_Stated goal_
Rewrite the lines from the one containing "Identify every leaning" through the one containing "[602, 131, 616, 271]" as a numbered list, skipping any blank lines.

:: Rows

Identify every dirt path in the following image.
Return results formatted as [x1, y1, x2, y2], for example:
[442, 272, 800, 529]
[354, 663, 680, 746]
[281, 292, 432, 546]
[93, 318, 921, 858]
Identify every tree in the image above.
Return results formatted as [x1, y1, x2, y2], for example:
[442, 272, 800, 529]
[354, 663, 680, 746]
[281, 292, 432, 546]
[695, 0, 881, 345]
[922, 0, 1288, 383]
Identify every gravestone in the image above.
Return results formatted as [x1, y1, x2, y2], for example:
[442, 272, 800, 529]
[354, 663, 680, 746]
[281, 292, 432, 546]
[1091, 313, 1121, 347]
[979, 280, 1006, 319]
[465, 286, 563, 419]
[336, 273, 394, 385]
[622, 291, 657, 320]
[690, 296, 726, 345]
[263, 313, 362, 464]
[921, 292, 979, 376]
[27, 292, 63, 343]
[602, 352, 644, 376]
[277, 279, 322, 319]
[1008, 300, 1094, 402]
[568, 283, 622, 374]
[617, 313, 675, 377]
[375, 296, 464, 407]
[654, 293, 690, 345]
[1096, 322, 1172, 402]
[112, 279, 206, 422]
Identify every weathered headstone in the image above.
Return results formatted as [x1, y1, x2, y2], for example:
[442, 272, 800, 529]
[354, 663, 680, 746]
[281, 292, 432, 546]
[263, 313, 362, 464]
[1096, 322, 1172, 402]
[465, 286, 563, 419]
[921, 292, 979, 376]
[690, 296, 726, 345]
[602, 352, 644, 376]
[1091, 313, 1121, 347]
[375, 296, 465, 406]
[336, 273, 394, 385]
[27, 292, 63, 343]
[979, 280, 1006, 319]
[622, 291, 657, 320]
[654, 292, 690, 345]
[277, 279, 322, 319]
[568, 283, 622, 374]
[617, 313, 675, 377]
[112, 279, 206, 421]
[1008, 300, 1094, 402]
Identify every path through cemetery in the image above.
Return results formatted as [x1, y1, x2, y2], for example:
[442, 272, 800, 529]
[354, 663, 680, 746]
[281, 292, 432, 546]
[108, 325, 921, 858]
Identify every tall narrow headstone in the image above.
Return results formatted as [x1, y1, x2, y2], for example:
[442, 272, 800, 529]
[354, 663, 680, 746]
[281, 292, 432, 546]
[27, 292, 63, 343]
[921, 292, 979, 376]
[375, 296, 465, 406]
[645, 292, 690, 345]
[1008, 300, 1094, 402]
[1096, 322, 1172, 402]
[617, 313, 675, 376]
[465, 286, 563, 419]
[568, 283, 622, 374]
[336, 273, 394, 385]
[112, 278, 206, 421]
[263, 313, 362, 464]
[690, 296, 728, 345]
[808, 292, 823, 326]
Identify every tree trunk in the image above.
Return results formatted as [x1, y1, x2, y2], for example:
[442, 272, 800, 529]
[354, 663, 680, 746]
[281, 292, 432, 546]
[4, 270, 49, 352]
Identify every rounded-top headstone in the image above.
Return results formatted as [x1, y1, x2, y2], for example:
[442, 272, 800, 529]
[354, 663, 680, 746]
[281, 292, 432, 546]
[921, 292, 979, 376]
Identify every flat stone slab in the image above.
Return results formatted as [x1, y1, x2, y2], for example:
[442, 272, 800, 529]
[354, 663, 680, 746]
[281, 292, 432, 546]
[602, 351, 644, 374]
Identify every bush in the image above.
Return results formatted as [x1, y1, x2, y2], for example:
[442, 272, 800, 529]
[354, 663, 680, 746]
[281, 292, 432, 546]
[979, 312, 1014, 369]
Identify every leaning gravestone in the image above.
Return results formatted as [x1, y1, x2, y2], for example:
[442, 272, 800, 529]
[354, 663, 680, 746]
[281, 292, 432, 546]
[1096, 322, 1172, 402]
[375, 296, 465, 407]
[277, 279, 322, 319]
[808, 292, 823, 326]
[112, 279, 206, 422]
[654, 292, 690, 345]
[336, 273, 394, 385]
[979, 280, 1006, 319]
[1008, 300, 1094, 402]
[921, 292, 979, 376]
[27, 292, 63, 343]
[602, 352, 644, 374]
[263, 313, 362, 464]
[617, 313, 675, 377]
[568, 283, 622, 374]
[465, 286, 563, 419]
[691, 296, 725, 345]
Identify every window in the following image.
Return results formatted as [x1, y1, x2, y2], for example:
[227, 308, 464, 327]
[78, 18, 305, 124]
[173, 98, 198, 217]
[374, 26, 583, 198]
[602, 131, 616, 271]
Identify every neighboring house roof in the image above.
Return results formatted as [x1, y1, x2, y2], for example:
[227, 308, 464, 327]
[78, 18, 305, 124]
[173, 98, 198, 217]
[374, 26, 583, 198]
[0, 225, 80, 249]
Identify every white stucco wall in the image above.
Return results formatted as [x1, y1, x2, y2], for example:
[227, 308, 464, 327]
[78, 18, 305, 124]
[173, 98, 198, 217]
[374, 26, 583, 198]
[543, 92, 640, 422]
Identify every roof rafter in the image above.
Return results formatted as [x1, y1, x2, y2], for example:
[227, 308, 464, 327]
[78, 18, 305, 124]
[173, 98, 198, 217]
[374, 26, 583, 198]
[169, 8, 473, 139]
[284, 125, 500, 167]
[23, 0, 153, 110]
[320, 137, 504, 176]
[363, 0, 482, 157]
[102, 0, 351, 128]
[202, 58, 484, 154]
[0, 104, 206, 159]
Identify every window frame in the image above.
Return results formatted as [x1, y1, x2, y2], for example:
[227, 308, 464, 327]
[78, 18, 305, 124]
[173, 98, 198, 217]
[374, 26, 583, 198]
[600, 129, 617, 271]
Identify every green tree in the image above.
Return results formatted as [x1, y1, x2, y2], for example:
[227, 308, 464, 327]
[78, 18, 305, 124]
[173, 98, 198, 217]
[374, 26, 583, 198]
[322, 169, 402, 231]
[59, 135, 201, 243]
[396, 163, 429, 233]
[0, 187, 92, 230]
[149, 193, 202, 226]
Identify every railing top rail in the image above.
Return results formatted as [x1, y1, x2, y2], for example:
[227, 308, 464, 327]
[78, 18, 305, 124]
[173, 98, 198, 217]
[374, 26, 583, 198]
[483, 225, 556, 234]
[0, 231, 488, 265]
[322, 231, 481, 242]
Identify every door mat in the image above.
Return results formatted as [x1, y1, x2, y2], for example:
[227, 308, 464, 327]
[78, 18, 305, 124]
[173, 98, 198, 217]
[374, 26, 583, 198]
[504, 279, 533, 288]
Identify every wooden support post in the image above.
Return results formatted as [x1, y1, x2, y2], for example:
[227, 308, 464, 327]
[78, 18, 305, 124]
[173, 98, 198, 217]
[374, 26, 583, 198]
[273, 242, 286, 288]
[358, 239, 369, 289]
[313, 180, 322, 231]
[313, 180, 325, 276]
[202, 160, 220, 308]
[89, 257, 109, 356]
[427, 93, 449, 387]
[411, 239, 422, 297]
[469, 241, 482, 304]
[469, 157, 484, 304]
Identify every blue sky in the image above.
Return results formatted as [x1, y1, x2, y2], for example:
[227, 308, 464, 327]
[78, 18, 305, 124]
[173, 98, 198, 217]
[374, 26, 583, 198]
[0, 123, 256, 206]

::::

_Problem solution_
1. Identify every leaning gravestone in the image above.
2. Return results formatted as [x1, y1, x2, y2], for example:
3. [442, 272, 800, 529]
4. [354, 663, 680, 746]
5. [281, 292, 432, 546]
6. [1096, 322, 1172, 402]
7. [375, 296, 465, 407]
8. [277, 279, 322, 319]
9. [808, 292, 823, 326]
10. [112, 279, 206, 422]
11. [654, 292, 690, 345]
12. [336, 273, 394, 385]
13. [979, 280, 1006, 319]
14. [1008, 300, 1094, 402]
15. [921, 292, 979, 376]
16. [27, 292, 63, 343]
17. [602, 352, 644, 374]
18. [263, 313, 362, 464]
19. [617, 313, 675, 377]
20. [568, 283, 622, 374]
21. [465, 286, 563, 419]
22. [691, 296, 725, 345]
23. Identify every window in the following image.
24. Return results formatted as [x1, y1, x2, y2], for example:
25. [227, 308, 464, 327]
26. [78, 18, 305, 124]
27. [173, 98, 198, 217]
28. [374, 26, 583, 198]
29. [602, 131, 616, 271]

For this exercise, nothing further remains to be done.